**PAGE:**
+ + + + + + +
# water softener



## pappabee (Jun 22, 2010)

Does any one know a good company that sells and maintains water softener systems in the Lakeside Area?


----------



## sparks (Jun 17, 2007)

100 years ago my mom was only interested in water softeners for her laundry.. Beyond that I don't know what hard water does to your water system


----------



## johnmex (Nov 30, 2010)

I don't know about Lakeside, but Aquaequipos in Guadalajara is a possibility.


----------



## bournemouth (May 15, 2007)

pappabee said:


> Does any one know a good company that sells and maintains water softener systems in the Lakeside Area?


We're very happy with H2Ole, Revolucion 111, above the carretera. //SNIP//


----------



## waterwhat (Apr 25, 2012)

sparks said:


> 100 years ago my mom was only interested in water softeners for her laundry.. Beyond that I don't know what hard water does to your water system


Soft water is much easier on your skin as well. Soap suds up much easier when using soft water.

-----------------------------------------
Rivers are roads which move, and which carry us whither we desire to go.
~Blaise Pascal


----------



## FHBOY (Jun 15, 2010)

*Water Filter*

We asked the landlord of the house we will be renting if we need to have bottled drinking water. She said yes, but if we wanted we could install a water filter (for about $300USD) and do away with that.

My question: does it pay to do this? What are the real costs? Do they work? IS there a whole house system?


----------



## AlanMexicali (Jun 1, 2011)

*Bottled water*



FHBOY said:


> We asked the landlord of the house we will be renting if we need to have bottled drinking water. She said yes, but if we wanted we could install a water filter (for about $300USD) and do away with that.
> 
> My question: does it pay to do this? What are the real costs? Do they work? IS there a whole house system?


Filters work if regularly maintained but only a 3 part filter system under sink can filter out microorganisms. The filter cartridges can get expensive for the 3 part system, but a 2 part system cleans the water and filters are less cost per year, but I have been told STILL bottled water is better for drinking at $10.00 pesos refill per garafon, just to be safe, and good exercise. I know a few houses with filters but seriously doubt they are maintained correctly. Only when they are completely plugged up would I suspect they are changed. If the source water is clean then that could be a long time. Ice machines were always filtered but people still did not maintain them until the taste got fairly bad. This is probably old school now as I feel the restaurants and hotels all over now do keep them serviced every 6 months or so.

So yes they work if you invest the time and money.

Filtering the main line into the house is a different system than drinking water systems. I am considering getting a whole house system. The cistern under our garage floor does a good job of elimination of particles from water [settles to the bottom] that is pumped up to the tinaco. These 2 have to be serviced about every year.


----------



## FHBOY (Jun 15, 2010)
+ + + + + + +
**ROWS:**
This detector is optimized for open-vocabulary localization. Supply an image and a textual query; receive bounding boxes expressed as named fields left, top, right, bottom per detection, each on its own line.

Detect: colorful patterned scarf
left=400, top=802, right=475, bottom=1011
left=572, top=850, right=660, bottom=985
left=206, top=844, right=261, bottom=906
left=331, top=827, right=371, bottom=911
+ + + + + + +
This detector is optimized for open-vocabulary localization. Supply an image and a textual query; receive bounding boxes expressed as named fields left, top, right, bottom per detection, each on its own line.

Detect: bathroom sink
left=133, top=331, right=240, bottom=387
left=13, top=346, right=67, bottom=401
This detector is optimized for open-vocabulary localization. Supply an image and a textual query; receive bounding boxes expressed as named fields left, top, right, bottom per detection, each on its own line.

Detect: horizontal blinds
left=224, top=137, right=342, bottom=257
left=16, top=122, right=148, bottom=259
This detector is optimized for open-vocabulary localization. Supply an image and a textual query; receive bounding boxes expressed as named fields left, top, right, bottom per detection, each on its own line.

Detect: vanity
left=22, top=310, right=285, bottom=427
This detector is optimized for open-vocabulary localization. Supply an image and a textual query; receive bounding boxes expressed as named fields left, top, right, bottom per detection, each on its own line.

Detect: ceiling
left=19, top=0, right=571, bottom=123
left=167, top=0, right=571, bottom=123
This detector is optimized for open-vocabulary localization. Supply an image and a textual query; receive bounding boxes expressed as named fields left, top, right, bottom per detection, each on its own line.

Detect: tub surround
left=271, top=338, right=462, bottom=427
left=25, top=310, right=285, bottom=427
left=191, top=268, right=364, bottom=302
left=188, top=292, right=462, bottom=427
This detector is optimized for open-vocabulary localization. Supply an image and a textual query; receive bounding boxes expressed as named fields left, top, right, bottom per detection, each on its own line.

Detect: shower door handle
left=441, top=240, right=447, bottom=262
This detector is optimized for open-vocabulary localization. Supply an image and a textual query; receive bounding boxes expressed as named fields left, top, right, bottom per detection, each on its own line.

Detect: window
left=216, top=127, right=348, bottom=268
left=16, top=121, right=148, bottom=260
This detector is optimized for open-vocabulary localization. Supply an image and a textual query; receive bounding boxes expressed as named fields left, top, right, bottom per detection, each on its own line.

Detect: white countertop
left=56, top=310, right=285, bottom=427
+ + + + + + +
Copy the water softener thread again, beginning at the words "Soft water is" and stopping after "desire to go.", and replace "skin" with "hair". Use only the water softener thread.

Soft water is much easier on your hair as well. Soap suds up much easier when using soft water.

-----------------------------------------
Rivers are roads which move, and which carry us whither we desire to go.